El film contiene referencias marinas y muchos simbolismos que expanden el aura psicológica de la cual se sostiene desde un comienzo: están las gaviotas, que representan a las almas de los marineros muertos, y a las que, por ende, se debe respetar; una figura en madera de sirena, que por supuesto no significa nada bueno; el faro como representación masculina de dominio; el hombre significando su propio infierno; entre otros, con los que se juega hasta el final. Funcionan en tanto son la base (y motor) en que el drama y el miedo se suceden.

Basada en una investigación que toma en cuenta las obras de Melville y Sarah Orne Jewett, y diarios de fareros reales, este film, entre otras cosas, es un ejemplar ejercicio sobre los efectos del aislamiento, de la detonación de las irresoluciones personales arrastradas toda una vida, y de las actitudes –y vicios– machistas respecto al poder. Todavía los hermanos Eggers –Max, hermano menor del director, es el coguionista– introducen sirenas, las cuales, se sabe, hacen que el deseo sea irrefrenable y la manipulación, las alucinaciones, para los hombres del mar, tengan cabida. Pero es justo aquí donde ocurre un problema con el sentido: luego de tanta revelación, tanto símbolo, añadiendo las visiones y las inconsistencias –sin duda puestas a propósito– en los datos que dan los protagonistas, es imposible no preguntarse qué es real entonces y qué no lo es. Como sea, no afecta mucho, pues este caos incluso sirve al género.

Sin embargo, también hay mitología dentro: la luz del faro; Thomas, único protector de esta; Ephraim con el afán de llegar hasta arriba y conseguirla. Hay una redirección de la historia prometeica, que de hecho se menciona textualmente en un par de ocasiones, y, a su vez, se recrean pinturas que alegorizan el mito. Son imágenes intensas bien logradas, pero la interpretación del mito aquí se desvanece con la probabilidad de que Thomas y Ephraim sean un mismo personaje, sólo un reflejo mantenido por la locura.

****************

Consigna 1: Resume la reseña en dos oraciones.
Consigna 2: Extrae de la reseña, sin ningún cambio, el tramo que va desde "El film contiene" hasta "miedo se suceden.".

****************

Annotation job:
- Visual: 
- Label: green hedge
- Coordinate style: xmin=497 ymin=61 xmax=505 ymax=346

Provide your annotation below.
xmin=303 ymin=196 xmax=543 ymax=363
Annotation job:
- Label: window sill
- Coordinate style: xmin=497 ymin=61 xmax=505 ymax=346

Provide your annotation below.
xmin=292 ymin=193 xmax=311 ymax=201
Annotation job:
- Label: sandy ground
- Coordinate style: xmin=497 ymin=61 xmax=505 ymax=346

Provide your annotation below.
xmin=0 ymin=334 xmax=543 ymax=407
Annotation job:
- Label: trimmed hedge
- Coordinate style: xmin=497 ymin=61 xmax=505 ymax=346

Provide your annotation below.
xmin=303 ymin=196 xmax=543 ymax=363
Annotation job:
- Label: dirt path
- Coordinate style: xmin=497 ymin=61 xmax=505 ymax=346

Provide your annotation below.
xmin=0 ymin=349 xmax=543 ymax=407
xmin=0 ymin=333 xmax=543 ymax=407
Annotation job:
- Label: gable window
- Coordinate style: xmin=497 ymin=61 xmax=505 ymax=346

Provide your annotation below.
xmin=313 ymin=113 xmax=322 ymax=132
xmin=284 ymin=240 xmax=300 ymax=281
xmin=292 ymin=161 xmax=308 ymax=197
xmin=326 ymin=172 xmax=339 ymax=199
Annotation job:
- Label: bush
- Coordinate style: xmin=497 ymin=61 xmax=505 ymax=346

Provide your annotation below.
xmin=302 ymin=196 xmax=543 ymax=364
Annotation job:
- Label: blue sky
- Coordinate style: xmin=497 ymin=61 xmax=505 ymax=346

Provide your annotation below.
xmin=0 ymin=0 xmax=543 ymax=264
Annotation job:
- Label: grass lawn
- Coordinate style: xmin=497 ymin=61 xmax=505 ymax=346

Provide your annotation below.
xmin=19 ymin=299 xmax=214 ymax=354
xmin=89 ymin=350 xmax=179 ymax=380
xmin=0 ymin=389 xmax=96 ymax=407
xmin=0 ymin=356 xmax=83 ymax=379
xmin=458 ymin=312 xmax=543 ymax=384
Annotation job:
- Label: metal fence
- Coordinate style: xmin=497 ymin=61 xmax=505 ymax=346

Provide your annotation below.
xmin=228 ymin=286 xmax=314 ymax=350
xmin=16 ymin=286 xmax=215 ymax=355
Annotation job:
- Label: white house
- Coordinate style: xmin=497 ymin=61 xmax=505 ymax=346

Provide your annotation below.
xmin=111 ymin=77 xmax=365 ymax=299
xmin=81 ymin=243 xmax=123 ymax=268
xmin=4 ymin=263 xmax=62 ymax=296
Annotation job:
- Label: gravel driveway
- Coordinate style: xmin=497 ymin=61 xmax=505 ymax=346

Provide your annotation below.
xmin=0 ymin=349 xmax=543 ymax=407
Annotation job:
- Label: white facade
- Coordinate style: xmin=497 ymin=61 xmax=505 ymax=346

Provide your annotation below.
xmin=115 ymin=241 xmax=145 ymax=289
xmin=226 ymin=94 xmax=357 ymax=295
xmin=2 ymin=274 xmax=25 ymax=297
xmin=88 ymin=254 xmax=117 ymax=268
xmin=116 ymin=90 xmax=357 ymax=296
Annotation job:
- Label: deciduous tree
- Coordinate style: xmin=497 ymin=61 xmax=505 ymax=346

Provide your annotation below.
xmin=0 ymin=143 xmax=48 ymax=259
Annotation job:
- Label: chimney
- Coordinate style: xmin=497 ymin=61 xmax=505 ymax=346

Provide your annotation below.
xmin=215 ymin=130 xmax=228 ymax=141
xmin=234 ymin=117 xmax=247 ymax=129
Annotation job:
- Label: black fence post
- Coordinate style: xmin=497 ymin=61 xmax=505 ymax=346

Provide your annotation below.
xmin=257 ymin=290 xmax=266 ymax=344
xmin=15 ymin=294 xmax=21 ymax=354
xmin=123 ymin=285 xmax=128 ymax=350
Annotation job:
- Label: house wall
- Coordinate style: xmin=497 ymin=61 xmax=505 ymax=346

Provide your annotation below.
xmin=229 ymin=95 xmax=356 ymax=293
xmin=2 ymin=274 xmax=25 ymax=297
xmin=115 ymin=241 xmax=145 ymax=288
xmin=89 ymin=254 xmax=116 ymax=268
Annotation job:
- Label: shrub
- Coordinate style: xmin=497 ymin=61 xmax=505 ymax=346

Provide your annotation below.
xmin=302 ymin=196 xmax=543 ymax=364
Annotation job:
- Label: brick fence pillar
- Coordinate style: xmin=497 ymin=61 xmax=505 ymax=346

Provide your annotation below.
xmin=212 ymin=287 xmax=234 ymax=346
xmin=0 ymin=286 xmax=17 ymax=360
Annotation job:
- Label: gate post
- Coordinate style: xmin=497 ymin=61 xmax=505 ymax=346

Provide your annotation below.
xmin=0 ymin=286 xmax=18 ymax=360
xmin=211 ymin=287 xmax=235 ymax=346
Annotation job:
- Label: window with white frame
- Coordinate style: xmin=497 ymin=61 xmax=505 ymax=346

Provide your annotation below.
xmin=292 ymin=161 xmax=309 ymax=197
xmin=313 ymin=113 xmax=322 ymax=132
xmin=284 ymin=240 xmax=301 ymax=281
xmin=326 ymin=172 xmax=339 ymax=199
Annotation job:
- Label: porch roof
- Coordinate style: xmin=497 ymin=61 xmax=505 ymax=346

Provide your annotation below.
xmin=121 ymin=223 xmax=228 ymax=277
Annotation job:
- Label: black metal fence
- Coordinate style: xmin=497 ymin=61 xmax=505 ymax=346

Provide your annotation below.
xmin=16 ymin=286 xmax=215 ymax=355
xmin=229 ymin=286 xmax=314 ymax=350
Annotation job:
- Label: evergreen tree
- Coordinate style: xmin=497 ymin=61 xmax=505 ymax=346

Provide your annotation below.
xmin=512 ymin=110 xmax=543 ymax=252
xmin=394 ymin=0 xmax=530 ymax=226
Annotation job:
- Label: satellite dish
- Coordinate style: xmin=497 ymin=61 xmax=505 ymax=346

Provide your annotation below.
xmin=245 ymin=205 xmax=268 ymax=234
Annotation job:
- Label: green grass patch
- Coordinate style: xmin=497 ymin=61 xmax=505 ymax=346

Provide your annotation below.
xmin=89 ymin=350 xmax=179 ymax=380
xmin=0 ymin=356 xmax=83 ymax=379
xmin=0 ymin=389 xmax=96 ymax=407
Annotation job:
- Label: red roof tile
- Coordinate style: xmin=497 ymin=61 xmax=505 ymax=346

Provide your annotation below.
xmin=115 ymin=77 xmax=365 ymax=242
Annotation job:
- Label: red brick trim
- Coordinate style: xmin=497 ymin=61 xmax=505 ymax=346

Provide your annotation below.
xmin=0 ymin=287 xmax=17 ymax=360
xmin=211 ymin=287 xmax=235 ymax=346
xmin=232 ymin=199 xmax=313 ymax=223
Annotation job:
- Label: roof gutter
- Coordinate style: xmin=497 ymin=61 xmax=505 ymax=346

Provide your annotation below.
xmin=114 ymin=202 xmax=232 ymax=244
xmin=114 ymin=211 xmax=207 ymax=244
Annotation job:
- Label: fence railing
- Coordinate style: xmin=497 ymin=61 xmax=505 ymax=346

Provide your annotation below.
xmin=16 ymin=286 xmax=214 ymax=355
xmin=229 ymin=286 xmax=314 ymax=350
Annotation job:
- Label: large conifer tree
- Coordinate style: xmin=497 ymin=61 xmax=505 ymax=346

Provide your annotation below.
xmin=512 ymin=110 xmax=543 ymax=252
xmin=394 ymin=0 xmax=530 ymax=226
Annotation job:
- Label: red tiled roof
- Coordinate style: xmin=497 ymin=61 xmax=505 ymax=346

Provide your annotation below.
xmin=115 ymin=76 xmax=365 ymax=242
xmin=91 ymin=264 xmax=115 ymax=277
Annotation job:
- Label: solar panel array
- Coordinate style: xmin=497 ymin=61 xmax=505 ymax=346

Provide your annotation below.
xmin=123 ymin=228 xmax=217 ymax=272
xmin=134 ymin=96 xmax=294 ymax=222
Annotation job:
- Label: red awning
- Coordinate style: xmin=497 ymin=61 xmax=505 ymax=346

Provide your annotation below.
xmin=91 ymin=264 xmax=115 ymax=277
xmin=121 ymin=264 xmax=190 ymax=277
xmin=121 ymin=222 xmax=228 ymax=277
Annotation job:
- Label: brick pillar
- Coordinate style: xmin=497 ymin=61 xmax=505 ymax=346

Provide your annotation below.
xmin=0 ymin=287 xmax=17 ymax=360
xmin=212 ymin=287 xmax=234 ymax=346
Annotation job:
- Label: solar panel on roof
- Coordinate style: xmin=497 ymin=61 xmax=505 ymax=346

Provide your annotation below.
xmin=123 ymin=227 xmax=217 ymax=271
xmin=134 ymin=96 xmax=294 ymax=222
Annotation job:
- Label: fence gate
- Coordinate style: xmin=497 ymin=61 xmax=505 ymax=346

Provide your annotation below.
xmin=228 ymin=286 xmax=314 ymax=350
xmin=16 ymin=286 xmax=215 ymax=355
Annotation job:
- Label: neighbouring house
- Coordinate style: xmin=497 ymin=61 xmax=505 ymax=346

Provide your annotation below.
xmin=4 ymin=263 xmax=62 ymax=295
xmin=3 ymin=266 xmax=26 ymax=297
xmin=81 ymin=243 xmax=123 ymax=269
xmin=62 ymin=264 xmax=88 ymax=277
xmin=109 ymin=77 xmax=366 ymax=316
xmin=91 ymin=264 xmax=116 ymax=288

****************

Resultado 1: La reseña explica que el film está cargado de símbolos marinos, como las gaviotas, la sirena de madera y el faro, que sostienen su drama y su miedo, y que, basado en obras de Melville y Sarah Orne Jewett y en diarios de fareros reales, es un ejercicio sobre el aislamiento, las irresoluciones personales y las actitudes machistas respecto al poder. También señala que la acumulación de símbolos, visiones e inconsistencias hace imposible no preguntarse qué es real, algo que sirve al género, y que la reelaboración del mito prometeico se desvanece ante la probabilidad de que Thomas y Ephraim sean un mismo personaje.

Resultado 2:
El film contiene referencias marinas y muchos simbolismos que expanden el aura psicológica de la cual se sostiene desde un comienzo: están las gaviotas, que representan a las almas de los marineros muertos, y a las que, por ende, se debe respetar; una figura en madera de sirena, que por supuesto no significa nada bueno; el faro como representación masculina de dominio; el hombre significando su propio infierno; entre otros, con los que se juega hasta el final. Funcionan en tanto son la base (y motor) en que el drama y el miedo se suceden.